-- Written exercise --
Reproduce all the items that follow, swapping every "Practice step" for "Exercise" and leaving everything else unchanged. Omit the pictures from your answer.

-- Records supplied --
○ ○ ○ ○

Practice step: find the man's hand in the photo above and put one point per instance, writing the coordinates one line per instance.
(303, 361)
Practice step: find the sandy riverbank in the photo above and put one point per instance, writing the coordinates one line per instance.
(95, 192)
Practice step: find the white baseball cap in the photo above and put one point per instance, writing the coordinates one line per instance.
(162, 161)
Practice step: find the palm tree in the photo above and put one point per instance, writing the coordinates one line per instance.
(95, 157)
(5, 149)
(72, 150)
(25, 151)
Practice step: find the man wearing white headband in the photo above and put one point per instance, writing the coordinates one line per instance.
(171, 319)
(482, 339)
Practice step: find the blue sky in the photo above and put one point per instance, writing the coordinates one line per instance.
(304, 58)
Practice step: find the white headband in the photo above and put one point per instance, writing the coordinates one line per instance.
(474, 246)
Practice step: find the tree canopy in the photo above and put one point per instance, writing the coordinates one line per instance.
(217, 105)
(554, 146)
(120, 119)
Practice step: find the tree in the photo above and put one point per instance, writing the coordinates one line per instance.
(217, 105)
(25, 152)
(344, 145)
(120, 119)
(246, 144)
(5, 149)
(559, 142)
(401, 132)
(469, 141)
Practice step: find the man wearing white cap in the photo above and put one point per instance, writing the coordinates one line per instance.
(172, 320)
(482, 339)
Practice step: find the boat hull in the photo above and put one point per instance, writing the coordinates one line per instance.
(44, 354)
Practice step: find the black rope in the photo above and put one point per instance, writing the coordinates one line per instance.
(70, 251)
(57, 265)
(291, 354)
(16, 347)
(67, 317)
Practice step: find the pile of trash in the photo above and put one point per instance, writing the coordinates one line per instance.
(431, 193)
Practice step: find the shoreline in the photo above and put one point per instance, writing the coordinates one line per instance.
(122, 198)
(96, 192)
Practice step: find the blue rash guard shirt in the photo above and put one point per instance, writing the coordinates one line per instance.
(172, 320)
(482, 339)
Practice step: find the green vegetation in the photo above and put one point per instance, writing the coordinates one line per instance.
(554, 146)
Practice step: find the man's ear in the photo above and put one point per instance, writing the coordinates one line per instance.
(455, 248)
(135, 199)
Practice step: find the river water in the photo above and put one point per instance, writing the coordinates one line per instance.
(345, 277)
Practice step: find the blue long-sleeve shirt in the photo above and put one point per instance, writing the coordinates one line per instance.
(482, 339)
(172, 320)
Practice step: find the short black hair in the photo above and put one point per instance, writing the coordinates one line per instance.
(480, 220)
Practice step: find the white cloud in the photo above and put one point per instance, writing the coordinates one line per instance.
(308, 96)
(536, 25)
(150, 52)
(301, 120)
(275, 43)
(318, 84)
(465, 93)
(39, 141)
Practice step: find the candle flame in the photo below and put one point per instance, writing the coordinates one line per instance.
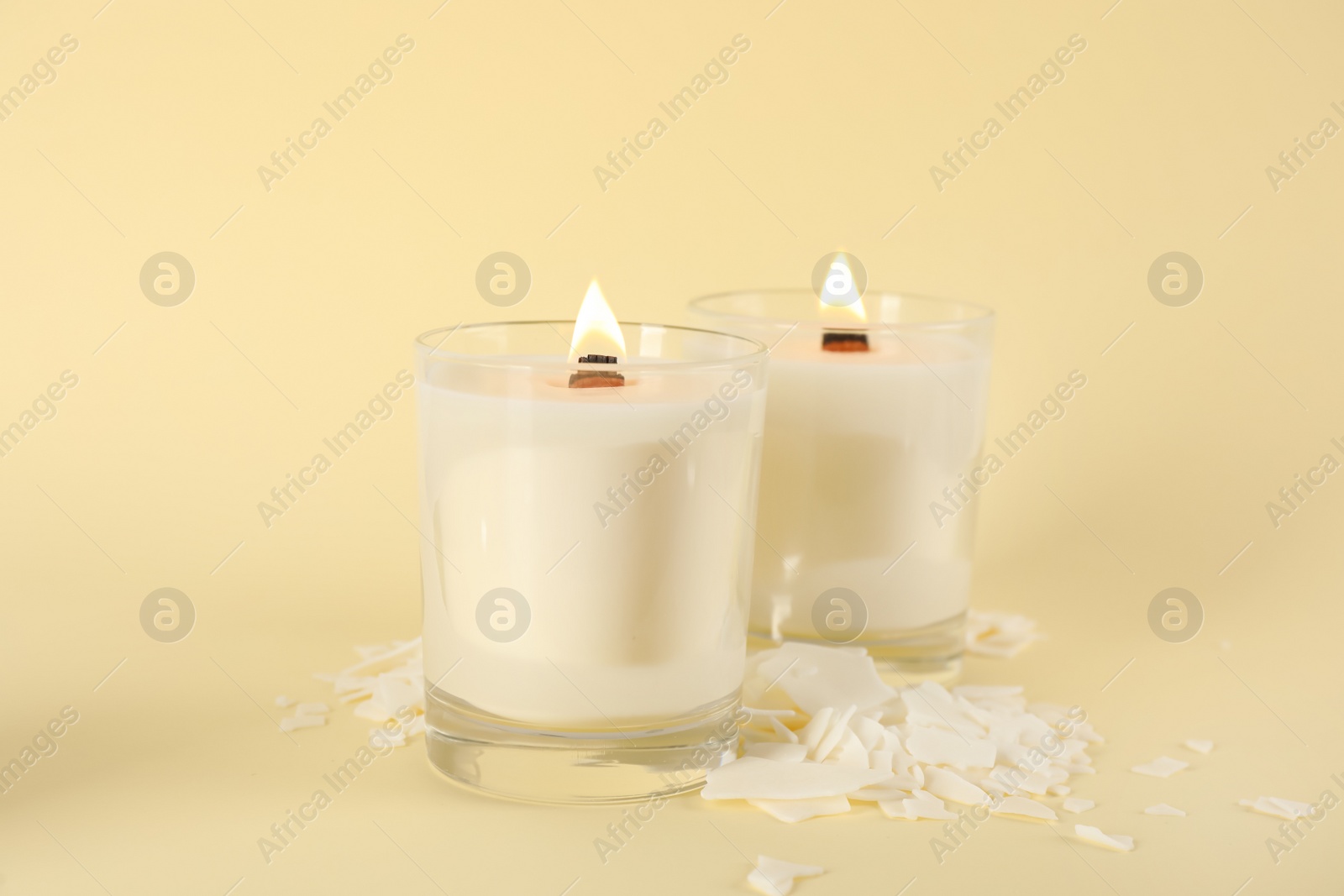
(839, 291)
(596, 331)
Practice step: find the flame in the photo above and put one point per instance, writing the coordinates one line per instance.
(596, 331)
(840, 293)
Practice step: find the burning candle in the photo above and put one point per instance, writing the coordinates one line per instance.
(585, 497)
(877, 406)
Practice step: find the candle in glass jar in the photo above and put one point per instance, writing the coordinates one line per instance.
(609, 504)
(874, 410)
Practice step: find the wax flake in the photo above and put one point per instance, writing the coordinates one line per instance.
(1278, 808)
(385, 685)
(1162, 768)
(1112, 841)
(795, 810)
(776, 878)
(879, 793)
(918, 746)
(815, 678)
(754, 778)
(777, 752)
(918, 805)
(783, 731)
(1025, 806)
(948, 785)
(1163, 809)
(999, 634)
(937, 747)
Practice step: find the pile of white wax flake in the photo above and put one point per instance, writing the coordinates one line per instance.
(827, 731)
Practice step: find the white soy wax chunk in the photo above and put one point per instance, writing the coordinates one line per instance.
(1026, 808)
(1163, 809)
(1112, 841)
(1162, 768)
(777, 752)
(796, 810)
(776, 878)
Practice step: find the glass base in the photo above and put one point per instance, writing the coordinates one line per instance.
(501, 758)
(907, 656)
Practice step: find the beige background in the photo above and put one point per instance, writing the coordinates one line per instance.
(308, 297)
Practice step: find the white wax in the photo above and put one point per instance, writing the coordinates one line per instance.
(857, 446)
(644, 620)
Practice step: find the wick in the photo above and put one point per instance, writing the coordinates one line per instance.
(596, 379)
(844, 342)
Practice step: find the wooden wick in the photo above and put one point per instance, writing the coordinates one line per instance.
(596, 379)
(844, 342)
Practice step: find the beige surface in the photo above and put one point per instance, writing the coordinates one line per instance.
(307, 301)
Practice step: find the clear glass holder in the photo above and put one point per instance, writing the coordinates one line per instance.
(577, 768)
(588, 555)
(870, 468)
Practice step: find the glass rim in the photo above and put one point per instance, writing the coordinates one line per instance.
(434, 352)
(978, 315)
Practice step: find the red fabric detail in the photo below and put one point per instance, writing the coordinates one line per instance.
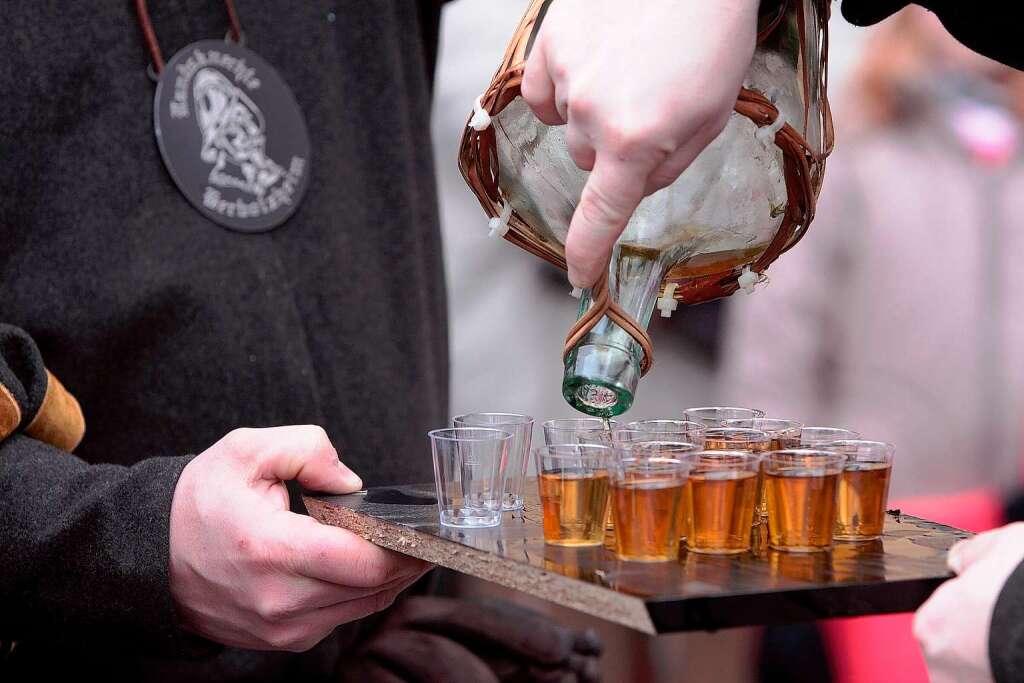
(864, 649)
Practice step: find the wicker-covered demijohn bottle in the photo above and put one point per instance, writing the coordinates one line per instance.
(748, 197)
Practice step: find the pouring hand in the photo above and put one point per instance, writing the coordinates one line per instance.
(642, 91)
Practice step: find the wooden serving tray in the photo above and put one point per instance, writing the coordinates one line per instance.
(698, 592)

○ ○ ○ ○

-- Written solution --
Exercise: find the man's hand in the photo above and put one point per instance, writing the coordinates one line per instance.
(303, 361)
Exercise: find the sandy riverbank in the photo above and put one point per instance, writing the coordinates one line per instance.
(95, 192)
Exercise: find the white baseball cap in the photo above and put one point per instance, writing the coordinates one line per instance.
(162, 161)
Exercise: find the palm tree in the photo above and put one point per instance, writing the coordinates one line per instance.
(95, 157)
(5, 149)
(72, 150)
(25, 151)
Exercise: find the man wearing white headband in the photo above and put one point per instance, writing the coordinates one line per instance.
(171, 319)
(482, 339)
Exercise: find the blue sky in the photo above and put one point per instance, writing the coordinates one line per instance.
(304, 58)
Exercise: find the white headband in the photo above and put one point per instance, writing the coordinates one line per instance.
(474, 246)
Exercise: find the tree canopy in the photo above and put one point per instance, writing the coordinates one line per instance.
(217, 105)
(554, 146)
(120, 119)
Exercise: find the tree in the photo above and put one point per instance, writing the coordinates one line per instance.
(217, 105)
(25, 152)
(344, 145)
(120, 119)
(246, 144)
(5, 149)
(559, 142)
(401, 132)
(469, 141)
Exercise: find the man wearing white cap in the photo above and put one point per instance, writing the coordinates one line per instance.
(172, 320)
(482, 339)
Exercise: find the boat hull in the photo above and put one point per instance, writing the coordinates one line per instance.
(44, 354)
Exercise: find the black rope in the photo above and put one point per instance, writing the coordinates one line per instance.
(70, 251)
(57, 265)
(291, 354)
(16, 347)
(67, 317)
Exercise: find the pile of trash in the photo above and put one point per instance, writing the coordinates one line per instance.
(431, 193)
Exercise: find the shoreline in the photo above and put one point per instance, writing the coordinates one line per instance.
(122, 198)
(96, 192)
Exercise: find the blue rash guard shirt in the photo above and put one point per instance, writing the coordinates one line per instance.
(172, 320)
(482, 339)
Exercise: find the green vegetation in the photo above and put one point per instance, writing the coordinates one line per instance.
(554, 146)
Exercise: find the man's ear in the photo above and put one point per instance, writing the coordinates one line per instance.
(455, 248)
(135, 199)
Exercise: find the river water in the photo above and put one point per instance, writing the coordinates one line per instance.
(345, 277)
Exercise: find the blue long-sleeve shirt in the photo above and put one point per instance, writing the coordinates one line per instance.
(482, 339)
(172, 320)
Exercise: find the short black hair in the photo above and put one point per instance, writing the coordinates one line per instance.
(480, 220)
Exercise: find the white cloud in the photo above and put one point per instance, writing the coordinates one line per instance.
(308, 96)
(536, 25)
(150, 52)
(301, 120)
(275, 43)
(318, 84)
(465, 93)
(39, 141)
Exercise: find the candle flame in the photo below and put one point per instance, writing the coordinates one line per instance.
(839, 291)
(596, 331)
Exercise: find the flame in the photo above and put one point per instance, writing the coordinates one line per instance.
(596, 331)
(840, 293)
Exercise: find the burning candle in the photo above and put one point per instance, writing the coordinates one line per instance.
(585, 497)
(877, 406)
Exercise: find the candle in glass jar in the photo above and put one point per instance, writing the coordinates one line per instance.
(609, 504)
(874, 410)
Exercise: find the wax flake in the photo above and put one point per instance, writing the coordinates one line per instance.
(1278, 808)
(385, 685)
(1162, 768)
(1112, 841)
(795, 810)
(776, 878)
(879, 793)
(918, 746)
(815, 678)
(754, 778)
(777, 752)
(918, 805)
(783, 731)
(1025, 806)
(948, 785)
(1163, 809)
(999, 634)
(937, 747)
Exercise: find the pile of white wax flake in the photo above and put one point per instance, writing the coordinates one line per instance.
(827, 731)
Exercise: find the white soy wax chunk in the photo above and put one point per instance, writing the coordinates one line per instance.
(1026, 808)
(1163, 809)
(1112, 841)
(1162, 768)
(777, 752)
(796, 810)
(776, 878)
Exercise: find the glass base in the photo above and put one point per instance, writing the coordinates one line per instance.
(501, 758)
(907, 656)
Exercise: find the beige background in the photo above and put one point per instance, writing the coordinates one line per instance.
(308, 297)
Exercise: find the white wax in the photo above and put one point per instance, writing the coordinates one line per instance.
(857, 446)
(644, 620)
Exercise: find the wick in the photo above and put one point per instance, writing the coordinates one line per instance.
(596, 379)
(844, 342)
Exercise: find the wooden wick in the photo above and put one point per instance, writing the coordinates one line per instance.
(596, 379)
(844, 342)
Exercise: find the beige surface in the photo above and put one point per instance, writing the coordinates one line per instance.
(307, 301)
Exercise: find the clear glass holder in the photo above and put one point per instance, writing the coordinates one line per instance.
(577, 768)
(588, 555)
(870, 468)
Exercise: find the glass rim in the photo above and put one point per instance, writing the coordinates one line per instance.
(434, 352)
(978, 315)
Exercise: find the red fabric detail in the photo below and put one point per instance, writing the coordinates one line per instance.
(864, 649)
Exercise: find the wicker-covered demijohn bottle in the photo above and put one point per instance, writing the coordinates one line per instance.
(748, 197)
Exercise: find the pouring hand in the photo above and put one point per instance, writing the coordinates one line per instance.
(642, 91)
Exercise: find the wooden serving tray in the photo above and put one point per instance, writing the coordinates one line per instance.
(698, 592)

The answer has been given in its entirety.